#### [Items excerpted from a collection]
[Start]

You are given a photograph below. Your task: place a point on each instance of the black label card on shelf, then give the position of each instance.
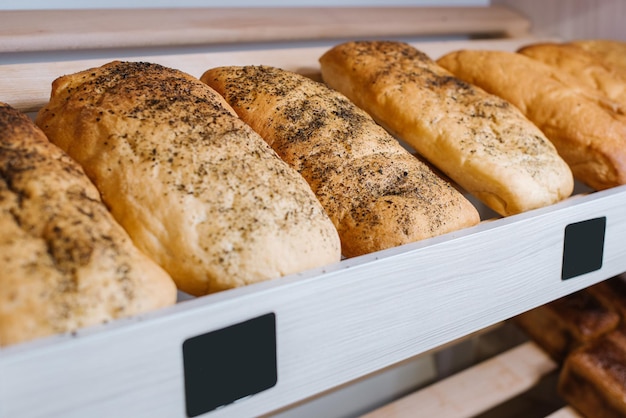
(228, 364)
(583, 249)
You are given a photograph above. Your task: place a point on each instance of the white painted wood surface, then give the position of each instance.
(334, 325)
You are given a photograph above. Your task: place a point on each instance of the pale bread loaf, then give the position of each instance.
(588, 131)
(612, 52)
(377, 194)
(196, 188)
(66, 263)
(584, 67)
(477, 139)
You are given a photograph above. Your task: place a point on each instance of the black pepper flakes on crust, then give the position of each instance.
(196, 188)
(376, 193)
(61, 249)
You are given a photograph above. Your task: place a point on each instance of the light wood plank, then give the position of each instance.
(74, 29)
(26, 86)
(476, 389)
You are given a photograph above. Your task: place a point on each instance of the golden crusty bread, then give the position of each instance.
(593, 377)
(612, 52)
(196, 188)
(583, 66)
(588, 131)
(66, 263)
(477, 139)
(377, 194)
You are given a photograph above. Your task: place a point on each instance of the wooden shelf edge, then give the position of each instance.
(50, 30)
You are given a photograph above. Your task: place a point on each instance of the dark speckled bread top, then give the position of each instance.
(196, 188)
(377, 194)
(480, 141)
(66, 263)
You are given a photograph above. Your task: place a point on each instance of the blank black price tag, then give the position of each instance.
(584, 247)
(229, 364)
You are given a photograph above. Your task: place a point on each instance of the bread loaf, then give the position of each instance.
(589, 133)
(196, 188)
(567, 323)
(377, 194)
(584, 67)
(593, 378)
(611, 52)
(477, 139)
(66, 263)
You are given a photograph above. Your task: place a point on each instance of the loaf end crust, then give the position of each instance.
(477, 139)
(196, 188)
(66, 263)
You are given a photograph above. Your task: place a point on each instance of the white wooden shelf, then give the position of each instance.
(333, 325)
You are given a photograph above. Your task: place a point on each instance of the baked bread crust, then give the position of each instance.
(196, 188)
(588, 131)
(66, 263)
(479, 140)
(567, 323)
(377, 194)
(593, 377)
(611, 52)
(583, 66)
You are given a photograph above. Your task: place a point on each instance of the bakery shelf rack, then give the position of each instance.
(317, 330)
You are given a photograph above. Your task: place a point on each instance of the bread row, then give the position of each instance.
(251, 173)
(585, 333)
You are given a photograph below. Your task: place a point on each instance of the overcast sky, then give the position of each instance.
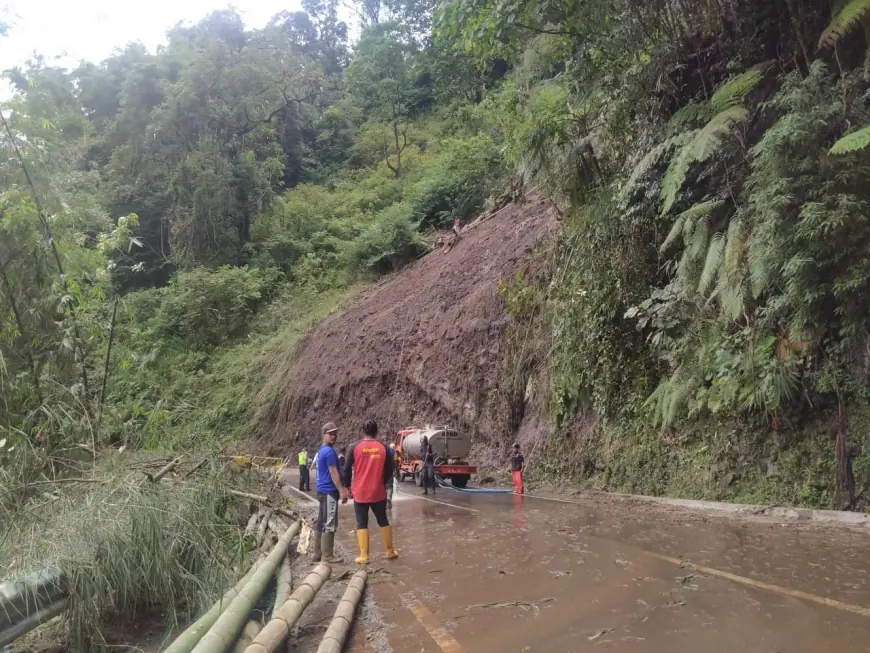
(68, 31)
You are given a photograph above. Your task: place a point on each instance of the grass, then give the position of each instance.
(129, 549)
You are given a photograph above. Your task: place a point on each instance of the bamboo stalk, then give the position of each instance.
(247, 495)
(249, 632)
(34, 591)
(228, 625)
(154, 478)
(283, 584)
(36, 619)
(261, 531)
(185, 642)
(278, 629)
(338, 630)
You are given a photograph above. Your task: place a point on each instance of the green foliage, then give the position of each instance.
(203, 308)
(850, 16)
(857, 140)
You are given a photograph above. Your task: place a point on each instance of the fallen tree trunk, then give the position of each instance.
(228, 625)
(278, 629)
(185, 642)
(32, 621)
(20, 599)
(336, 634)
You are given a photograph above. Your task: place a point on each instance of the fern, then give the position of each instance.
(702, 146)
(852, 142)
(711, 263)
(674, 233)
(700, 239)
(732, 92)
(689, 114)
(651, 158)
(848, 18)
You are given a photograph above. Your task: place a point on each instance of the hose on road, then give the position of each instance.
(473, 490)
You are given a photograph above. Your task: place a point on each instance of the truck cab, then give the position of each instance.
(451, 451)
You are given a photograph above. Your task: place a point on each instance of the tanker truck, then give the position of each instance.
(451, 449)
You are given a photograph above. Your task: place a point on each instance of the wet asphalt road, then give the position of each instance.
(502, 573)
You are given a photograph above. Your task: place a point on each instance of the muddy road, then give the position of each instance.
(503, 573)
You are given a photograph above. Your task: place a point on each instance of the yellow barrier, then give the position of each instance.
(276, 464)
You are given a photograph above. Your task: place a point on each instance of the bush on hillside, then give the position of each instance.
(459, 183)
(203, 308)
(388, 243)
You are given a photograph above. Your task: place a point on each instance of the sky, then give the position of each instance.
(66, 32)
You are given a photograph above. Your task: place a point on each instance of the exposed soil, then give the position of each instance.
(424, 346)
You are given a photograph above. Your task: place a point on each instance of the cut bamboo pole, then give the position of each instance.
(249, 632)
(228, 625)
(247, 495)
(32, 593)
(261, 531)
(185, 642)
(163, 472)
(32, 621)
(336, 634)
(278, 629)
(283, 584)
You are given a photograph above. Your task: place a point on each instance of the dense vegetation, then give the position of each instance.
(170, 218)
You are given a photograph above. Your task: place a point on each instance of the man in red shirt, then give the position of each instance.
(368, 468)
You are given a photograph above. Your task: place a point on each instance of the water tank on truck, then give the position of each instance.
(451, 452)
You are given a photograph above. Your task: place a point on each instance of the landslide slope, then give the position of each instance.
(424, 346)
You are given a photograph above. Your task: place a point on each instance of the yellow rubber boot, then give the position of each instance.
(387, 537)
(362, 537)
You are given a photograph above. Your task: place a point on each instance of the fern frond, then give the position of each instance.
(651, 158)
(711, 263)
(710, 137)
(848, 18)
(852, 142)
(674, 233)
(675, 175)
(736, 88)
(689, 114)
(700, 239)
(702, 146)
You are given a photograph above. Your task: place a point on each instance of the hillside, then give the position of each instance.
(425, 345)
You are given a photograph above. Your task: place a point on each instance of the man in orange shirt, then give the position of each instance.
(368, 468)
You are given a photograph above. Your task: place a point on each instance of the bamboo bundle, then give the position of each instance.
(36, 591)
(284, 584)
(228, 625)
(185, 642)
(249, 632)
(338, 630)
(278, 629)
(32, 621)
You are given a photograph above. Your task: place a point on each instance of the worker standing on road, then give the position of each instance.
(368, 468)
(304, 475)
(518, 464)
(427, 455)
(330, 490)
(391, 484)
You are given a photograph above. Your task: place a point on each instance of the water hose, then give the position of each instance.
(472, 490)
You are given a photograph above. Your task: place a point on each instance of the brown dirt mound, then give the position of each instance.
(424, 346)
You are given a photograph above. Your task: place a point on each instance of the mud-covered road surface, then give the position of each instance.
(503, 573)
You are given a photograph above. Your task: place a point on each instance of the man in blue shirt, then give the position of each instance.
(330, 491)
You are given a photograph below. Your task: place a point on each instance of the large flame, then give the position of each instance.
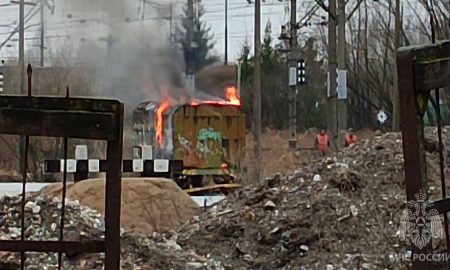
(232, 95)
(160, 122)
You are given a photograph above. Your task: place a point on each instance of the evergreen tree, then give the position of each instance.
(203, 39)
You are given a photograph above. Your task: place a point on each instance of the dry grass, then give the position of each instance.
(278, 157)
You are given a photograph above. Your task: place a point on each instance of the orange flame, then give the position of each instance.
(159, 122)
(232, 95)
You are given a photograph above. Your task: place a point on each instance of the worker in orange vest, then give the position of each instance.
(350, 138)
(322, 142)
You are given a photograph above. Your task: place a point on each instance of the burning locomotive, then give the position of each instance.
(202, 140)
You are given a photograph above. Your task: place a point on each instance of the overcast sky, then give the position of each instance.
(64, 25)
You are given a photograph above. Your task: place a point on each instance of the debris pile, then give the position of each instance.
(148, 204)
(42, 222)
(340, 213)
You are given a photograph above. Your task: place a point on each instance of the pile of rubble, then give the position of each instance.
(340, 213)
(42, 222)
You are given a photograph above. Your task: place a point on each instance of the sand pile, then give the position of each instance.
(147, 204)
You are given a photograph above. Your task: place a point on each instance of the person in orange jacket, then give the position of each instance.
(350, 138)
(322, 142)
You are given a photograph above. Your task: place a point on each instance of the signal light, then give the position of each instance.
(301, 72)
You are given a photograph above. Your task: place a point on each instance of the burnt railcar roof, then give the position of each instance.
(152, 105)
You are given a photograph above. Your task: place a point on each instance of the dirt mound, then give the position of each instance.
(147, 204)
(83, 224)
(342, 212)
(10, 176)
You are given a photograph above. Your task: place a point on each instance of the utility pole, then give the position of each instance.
(396, 94)
(42, 33)
(332, 94)
(170, 22)
(190, 65)
(226, 32)
(22, 45)
(342, 87)
(292, 93)
(257, 94)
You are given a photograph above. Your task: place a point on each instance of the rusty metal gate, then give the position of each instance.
(66, 117)
(420, 70)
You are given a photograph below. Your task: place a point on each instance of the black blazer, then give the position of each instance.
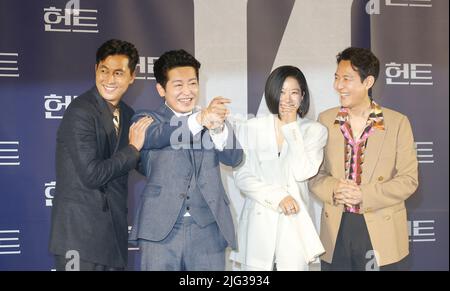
(89, 211)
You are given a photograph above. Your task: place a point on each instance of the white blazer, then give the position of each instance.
(265, 179)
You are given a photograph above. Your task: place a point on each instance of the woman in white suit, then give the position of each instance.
(282, 151)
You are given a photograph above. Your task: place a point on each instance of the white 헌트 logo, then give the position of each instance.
(9, 242)
(144, 69)
(424, 151)
(373, 6)
(8, 65)
(421, 231)
(48, 192)
(9, 153)
(73, 19)
(55, 105)
(408, 74)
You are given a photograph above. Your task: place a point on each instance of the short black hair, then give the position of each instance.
(362, 60)
(170, 60)
(274, 85)
(118, 47)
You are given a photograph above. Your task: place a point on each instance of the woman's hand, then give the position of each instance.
(289, 205)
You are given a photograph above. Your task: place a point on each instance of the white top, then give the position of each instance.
(265, 178)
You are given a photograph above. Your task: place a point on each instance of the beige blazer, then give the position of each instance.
(389, 177)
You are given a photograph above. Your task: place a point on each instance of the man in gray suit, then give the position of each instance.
(183, 221)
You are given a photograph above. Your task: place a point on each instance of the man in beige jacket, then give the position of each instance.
(369, 170)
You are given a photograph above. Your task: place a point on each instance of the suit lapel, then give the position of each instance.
(371, 154)
(106, 119)
(337, 144)
(165, 111)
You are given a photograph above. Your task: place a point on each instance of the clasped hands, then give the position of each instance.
(347, 192)
(213, 116)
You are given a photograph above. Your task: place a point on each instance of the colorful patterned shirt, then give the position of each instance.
(354, 148)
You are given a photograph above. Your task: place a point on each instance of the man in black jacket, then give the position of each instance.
(95, 149)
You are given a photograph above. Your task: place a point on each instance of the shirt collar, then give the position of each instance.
(376, 118)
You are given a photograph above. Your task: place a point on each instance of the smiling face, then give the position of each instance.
(181, 90)
(112, 77)
(352, 92)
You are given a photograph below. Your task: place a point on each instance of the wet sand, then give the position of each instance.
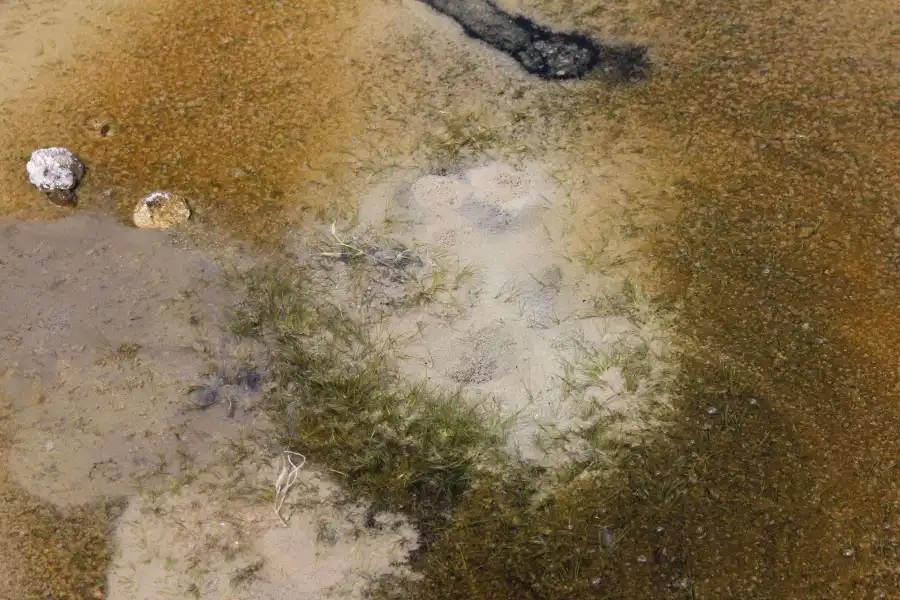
(777, 125)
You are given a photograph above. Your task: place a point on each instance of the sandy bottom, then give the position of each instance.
(469, 271)
(106, 332)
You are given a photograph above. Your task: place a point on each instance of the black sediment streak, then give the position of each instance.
(541, 51)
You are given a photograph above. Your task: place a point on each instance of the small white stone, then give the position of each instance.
(161, 210)
(54, 169)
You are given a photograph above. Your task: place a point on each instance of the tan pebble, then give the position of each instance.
(161, 210)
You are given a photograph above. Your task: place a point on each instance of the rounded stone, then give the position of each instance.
(161, 210)
(54, 169)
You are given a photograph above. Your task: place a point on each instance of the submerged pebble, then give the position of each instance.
(161, 210)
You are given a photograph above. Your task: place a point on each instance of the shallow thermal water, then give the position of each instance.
(760, 158)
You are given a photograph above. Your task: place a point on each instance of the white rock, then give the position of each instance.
(54, 169)
(161, 210)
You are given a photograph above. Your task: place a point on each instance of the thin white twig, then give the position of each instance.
(287, 477)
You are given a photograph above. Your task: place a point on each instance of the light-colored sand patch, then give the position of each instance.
(474, 275)
(217, 536)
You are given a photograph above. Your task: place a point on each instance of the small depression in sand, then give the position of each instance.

[End]

Recast the lines above as a Markdown table with the columns Row and Line. Start at the line that contains "of the rounded" and continue through the end of the items, numbering each row and leaving out blank lines.

#### [ANSWER FOR THE TASK]
| Row | Line |
|---|---|
| 1 | You are given a photograph above. Your task: place a point on each instance of the rounded stone, then give the position of each instance. |
| 2 | (161, 210) |
| 3 | (54, 169) |
| 4 | You are given a photograph above. Your task: place a point on each instance of the submerged pebble, then give the position of each instance. |
| 5 | (161, 210) |
| 6 | You are given a photograph above. Your task: place a point on each instance of the shallow thermal water, then give the position of each instance. |
| 7 | (760, 158) |
| 8 | You are given a photograph above. Your task: place a point on each instance of the white rock, then give the position of each instance. |
| 9 | (54, 169) |
| 10 | (161, 210) |
| 11 | You are given a photograph above. Your task: place a point on each instance of the thin white twig, then give the position of each instance. |
| 12 | (287, 477) |
| 13 | You are given a photograph above. Your task: place a point on each instance of the light-colored sand patch, then give the position of each instance. |
| 14 | (474, 275) |
| 15 | (217, 536) |
| 16 | You are given a photograph above. Your task: place a point on each instance of the small depression in sand, then give the position of each instance. |